課題 A. 原文のうち、「<丸川> ユニクロは安くなくなるのですか?」で始まり「努力していくということです。」で終わる部分を、一字も変えずに書き写してください。

原文.
• • • • • • •
若き玉塚社長が就任したのは、まさにその試行錯誤の最中。突然の交代というショック療法は、じわじわと効果を表したのか。2004年8月期決算では3年ぶりの増収増益にこぎつけた。

こうした中、「ユニクロは安売りをやめます」と宣言。さらには、既存店の2倍近い広さを誇る「ユニクロプラス」を大阪心斎橋にオープンするなど矢継ぎ早に新たな戦略を打ち出した。

しかし、足元には不安要因も残る。年末年始の増産を天候に裏切られ、2005年8月期の業績予想を下方修正した。それでも今年は「ユニクロプラス」を東京や愛知、福岡にも展開する予定だ。

いよいよ本格的な攻勢に出たユニクロは、どこへ行くのだろうか。まもなく43歳の誕生日を迎える玉塚社長に聞いた。
インタビュー内容
<丸川>“ユニクロは低価格をやめる”と宣言なさったが、その真意は?
<玉塚> あの真意は、我々が本当に、生産、モノ作り、素材まで、川上まで遡っていって、本当に良いモノを競争力ある価格で提供するということ。そのことが、あまり充分に伝わっていないという危機感を持っていた。単なる安売りの店というイメージがあった。  

<丸川> ユニクロは安くなくなるのですか?
<玉塚> いや、そんな事はない。価格だけでは、物を買って頂けない、厳しい市場になっていると思う。ただ安いだけじゃ駄目。そこに付加価値が有ったり、品質としての裏付けがあったり、ファッション性としての裏付けがあって、初めてお客様の財布が開く。そこに向けて努力していくということです。

<丸川> ユニクロプラスは何を目指していいるのか?
• • • • • • •
課題 B. 記録から、文字列「wide」を含む行をすべて集めてください。大文字と小文字は区別します。
• • • • • • •
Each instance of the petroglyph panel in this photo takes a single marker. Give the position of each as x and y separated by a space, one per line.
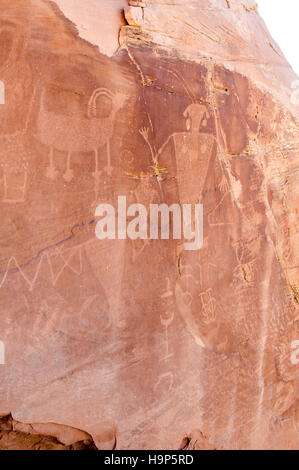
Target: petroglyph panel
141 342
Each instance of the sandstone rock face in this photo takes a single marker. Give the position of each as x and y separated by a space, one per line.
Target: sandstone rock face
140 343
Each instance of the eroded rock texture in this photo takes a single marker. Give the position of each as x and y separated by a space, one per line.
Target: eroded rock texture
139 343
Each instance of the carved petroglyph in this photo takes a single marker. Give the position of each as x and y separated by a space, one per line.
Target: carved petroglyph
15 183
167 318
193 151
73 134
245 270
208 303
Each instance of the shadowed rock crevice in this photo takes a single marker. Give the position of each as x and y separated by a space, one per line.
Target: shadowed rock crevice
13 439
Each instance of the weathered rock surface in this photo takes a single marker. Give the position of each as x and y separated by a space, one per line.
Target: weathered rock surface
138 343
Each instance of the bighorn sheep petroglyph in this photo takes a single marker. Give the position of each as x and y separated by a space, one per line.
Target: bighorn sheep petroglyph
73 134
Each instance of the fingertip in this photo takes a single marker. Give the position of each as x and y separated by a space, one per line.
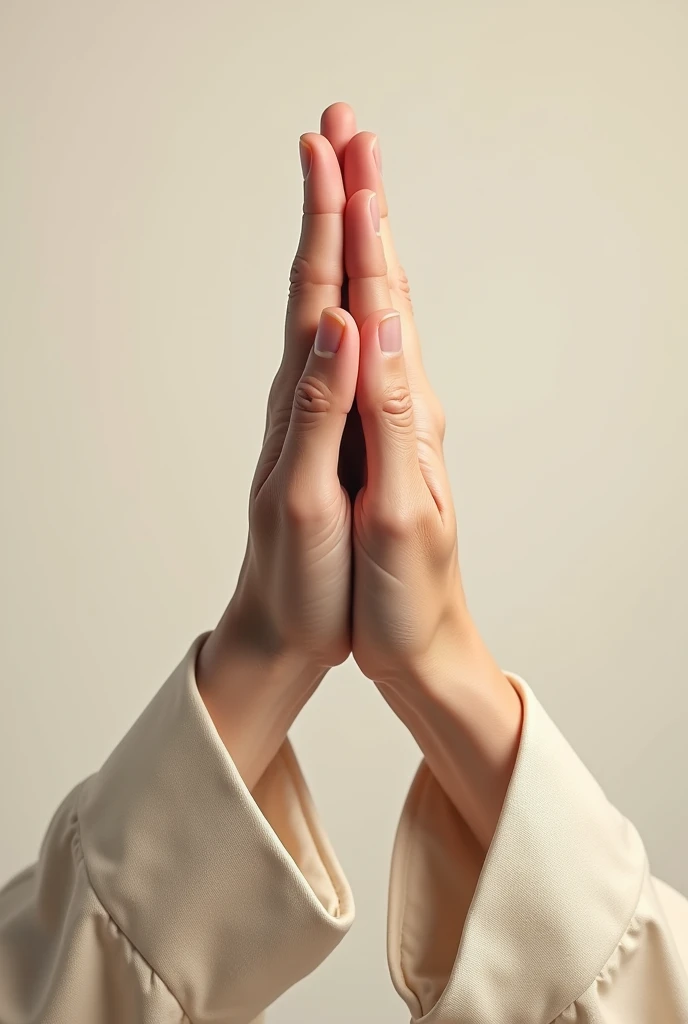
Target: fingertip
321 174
• • • • • • •
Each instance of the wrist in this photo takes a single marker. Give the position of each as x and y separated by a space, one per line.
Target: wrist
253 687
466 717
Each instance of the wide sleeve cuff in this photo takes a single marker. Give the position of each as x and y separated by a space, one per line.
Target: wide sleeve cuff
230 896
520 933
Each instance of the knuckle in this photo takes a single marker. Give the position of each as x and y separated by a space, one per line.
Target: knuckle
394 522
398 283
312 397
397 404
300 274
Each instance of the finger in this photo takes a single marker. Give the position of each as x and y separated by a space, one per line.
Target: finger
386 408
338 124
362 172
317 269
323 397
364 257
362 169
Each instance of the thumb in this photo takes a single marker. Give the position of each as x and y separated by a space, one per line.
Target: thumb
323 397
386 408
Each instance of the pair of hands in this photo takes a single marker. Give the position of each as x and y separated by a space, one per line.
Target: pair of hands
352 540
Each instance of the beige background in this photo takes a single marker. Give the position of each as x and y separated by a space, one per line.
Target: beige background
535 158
• • • • • • •
解答 A.
<丸川> ユニクロは安くなくなるのですか?
<玉塚> いや、そんな事はない。価格だけでは、物を買って頂けない、厳しい市場になっていると思う。ただ安いだけじゃ駄目。そこに付加価値が有ったり、品質としての裏付けがあったり、ファッション性としての裏付けがあって、初めてお客様の財布が開く。そこに向けて努力していくということです。

解答 B.
Each instance of the wide sleeve cuff in this photo takes a single marker. Give the position of each as x and y separated by a space, one per line.
Target: wide sleeve cuff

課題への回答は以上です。